# [Job]
From the entries below, extract every line in which the word "shoe" appears, and copy each one unchanged.

(Point labeling data from photos)
◇ ◇ ◇ ◇ ◇

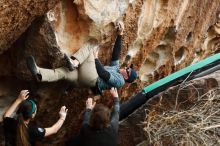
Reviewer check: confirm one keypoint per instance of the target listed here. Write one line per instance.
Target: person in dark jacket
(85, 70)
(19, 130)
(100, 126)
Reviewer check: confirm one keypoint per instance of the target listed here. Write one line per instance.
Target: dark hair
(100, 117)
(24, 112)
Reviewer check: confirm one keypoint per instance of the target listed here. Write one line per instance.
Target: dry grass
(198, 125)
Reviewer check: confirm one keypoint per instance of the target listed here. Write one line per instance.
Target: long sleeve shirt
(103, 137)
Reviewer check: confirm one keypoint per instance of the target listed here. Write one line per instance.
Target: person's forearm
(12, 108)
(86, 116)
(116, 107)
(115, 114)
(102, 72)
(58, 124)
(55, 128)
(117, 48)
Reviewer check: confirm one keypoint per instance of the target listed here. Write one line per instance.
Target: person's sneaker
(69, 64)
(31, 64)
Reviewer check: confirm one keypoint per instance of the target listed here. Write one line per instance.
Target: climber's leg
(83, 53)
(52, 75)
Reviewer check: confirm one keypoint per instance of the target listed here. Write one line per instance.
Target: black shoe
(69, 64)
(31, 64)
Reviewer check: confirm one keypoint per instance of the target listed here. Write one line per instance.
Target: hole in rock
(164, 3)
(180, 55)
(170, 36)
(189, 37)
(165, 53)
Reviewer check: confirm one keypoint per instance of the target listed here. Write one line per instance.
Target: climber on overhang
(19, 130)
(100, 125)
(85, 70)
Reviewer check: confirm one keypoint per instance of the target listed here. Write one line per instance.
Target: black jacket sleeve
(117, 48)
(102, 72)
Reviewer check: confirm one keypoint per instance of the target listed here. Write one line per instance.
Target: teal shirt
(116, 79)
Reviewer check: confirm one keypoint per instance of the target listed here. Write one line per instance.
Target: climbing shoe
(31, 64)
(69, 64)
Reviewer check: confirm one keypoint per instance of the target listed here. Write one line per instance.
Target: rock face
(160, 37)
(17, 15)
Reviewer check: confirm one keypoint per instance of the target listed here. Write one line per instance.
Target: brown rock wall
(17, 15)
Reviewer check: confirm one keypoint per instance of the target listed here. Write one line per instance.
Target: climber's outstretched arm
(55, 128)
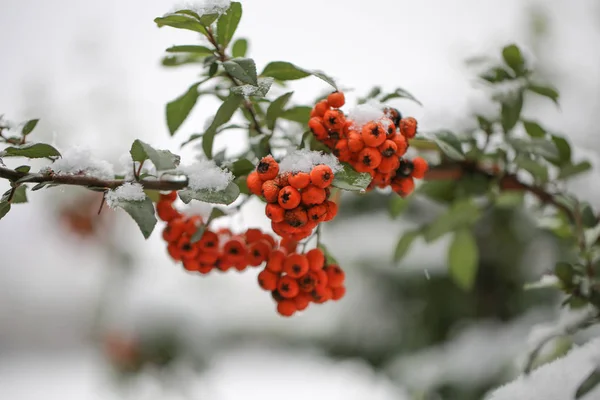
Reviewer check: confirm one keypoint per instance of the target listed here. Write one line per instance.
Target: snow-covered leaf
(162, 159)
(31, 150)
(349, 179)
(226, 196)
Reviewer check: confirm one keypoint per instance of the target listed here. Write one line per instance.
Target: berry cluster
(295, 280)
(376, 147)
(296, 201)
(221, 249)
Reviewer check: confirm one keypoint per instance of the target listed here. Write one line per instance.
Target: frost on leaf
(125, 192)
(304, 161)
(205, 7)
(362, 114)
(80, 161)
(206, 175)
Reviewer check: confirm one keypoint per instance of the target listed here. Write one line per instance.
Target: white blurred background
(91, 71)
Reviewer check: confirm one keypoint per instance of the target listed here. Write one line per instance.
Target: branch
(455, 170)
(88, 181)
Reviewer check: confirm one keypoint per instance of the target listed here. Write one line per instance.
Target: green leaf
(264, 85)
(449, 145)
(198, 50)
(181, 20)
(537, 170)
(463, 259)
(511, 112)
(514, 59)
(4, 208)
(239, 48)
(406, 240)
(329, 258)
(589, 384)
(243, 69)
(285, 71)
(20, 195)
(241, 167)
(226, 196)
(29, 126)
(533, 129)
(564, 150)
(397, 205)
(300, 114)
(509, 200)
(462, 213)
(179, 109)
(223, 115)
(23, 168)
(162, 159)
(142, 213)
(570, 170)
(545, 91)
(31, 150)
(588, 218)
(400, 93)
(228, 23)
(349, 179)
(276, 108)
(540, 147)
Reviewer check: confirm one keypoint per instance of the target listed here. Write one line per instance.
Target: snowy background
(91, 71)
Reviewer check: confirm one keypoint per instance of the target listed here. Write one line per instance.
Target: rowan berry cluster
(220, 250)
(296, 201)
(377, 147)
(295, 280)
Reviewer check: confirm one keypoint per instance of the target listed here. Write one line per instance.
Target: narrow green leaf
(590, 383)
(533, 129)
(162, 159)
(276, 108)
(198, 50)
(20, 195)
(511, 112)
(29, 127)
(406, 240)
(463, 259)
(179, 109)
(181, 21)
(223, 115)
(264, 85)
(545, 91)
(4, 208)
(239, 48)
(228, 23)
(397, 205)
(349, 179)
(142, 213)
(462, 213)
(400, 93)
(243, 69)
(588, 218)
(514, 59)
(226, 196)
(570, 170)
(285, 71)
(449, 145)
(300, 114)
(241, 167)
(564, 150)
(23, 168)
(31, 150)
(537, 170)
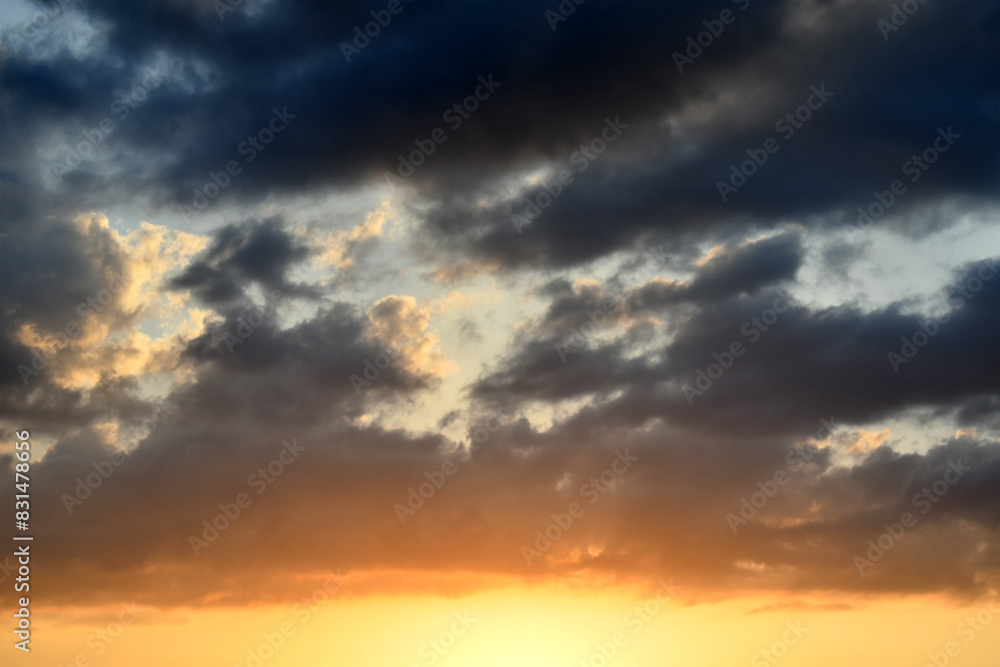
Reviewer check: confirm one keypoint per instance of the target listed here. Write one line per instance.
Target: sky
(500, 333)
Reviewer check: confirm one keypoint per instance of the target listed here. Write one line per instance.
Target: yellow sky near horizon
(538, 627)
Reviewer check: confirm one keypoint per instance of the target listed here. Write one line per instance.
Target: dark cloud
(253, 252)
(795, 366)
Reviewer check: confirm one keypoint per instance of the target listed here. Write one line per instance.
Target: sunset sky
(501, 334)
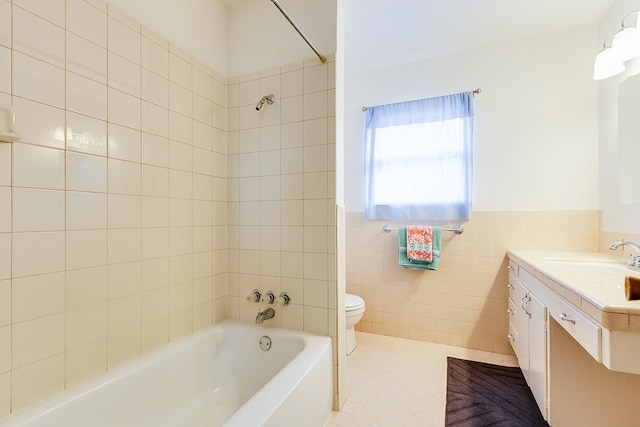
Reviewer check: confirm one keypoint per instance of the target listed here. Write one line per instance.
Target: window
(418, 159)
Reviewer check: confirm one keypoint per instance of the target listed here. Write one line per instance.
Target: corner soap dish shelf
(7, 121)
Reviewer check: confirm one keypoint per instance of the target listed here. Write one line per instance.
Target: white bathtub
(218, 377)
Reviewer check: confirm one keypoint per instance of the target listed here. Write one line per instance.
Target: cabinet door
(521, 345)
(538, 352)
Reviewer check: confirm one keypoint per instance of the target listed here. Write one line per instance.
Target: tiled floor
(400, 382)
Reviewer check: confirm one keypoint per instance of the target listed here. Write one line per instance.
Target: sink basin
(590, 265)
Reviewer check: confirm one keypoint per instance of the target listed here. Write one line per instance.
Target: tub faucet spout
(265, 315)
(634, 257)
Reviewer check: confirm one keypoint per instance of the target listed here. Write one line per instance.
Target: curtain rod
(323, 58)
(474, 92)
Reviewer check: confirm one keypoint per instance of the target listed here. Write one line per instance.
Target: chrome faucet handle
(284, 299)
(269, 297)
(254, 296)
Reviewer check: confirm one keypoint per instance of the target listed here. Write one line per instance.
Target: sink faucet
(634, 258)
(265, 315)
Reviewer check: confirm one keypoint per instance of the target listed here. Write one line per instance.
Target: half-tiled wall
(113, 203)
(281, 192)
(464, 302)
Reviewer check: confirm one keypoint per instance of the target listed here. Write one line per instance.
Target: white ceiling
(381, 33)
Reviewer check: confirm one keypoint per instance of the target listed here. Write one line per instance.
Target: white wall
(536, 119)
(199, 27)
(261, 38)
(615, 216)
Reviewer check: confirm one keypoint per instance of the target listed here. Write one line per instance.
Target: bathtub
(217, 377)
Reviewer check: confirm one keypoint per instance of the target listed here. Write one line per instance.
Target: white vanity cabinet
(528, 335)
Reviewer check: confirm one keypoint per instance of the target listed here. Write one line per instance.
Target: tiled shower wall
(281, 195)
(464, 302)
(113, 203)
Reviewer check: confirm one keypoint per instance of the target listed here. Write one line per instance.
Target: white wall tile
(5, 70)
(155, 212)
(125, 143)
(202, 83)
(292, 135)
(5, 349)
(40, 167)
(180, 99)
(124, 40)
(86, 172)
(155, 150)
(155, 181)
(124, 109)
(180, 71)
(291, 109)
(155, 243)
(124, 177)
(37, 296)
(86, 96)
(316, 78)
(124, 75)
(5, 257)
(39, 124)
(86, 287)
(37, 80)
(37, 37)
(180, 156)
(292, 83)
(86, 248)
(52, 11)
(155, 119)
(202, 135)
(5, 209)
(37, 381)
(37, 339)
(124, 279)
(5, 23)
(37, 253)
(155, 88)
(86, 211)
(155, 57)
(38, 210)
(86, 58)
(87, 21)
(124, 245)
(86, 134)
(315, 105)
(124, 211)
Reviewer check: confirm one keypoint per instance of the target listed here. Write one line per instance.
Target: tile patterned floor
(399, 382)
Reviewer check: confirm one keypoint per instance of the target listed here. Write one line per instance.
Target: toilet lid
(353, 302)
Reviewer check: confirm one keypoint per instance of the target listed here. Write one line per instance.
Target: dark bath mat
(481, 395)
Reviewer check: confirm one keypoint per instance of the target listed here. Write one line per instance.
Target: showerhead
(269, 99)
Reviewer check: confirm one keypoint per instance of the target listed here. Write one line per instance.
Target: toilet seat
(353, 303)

◇ ◇ ◇ ◇ ◇

# [Finished task]
Target: black shoe
Target: climbing shoe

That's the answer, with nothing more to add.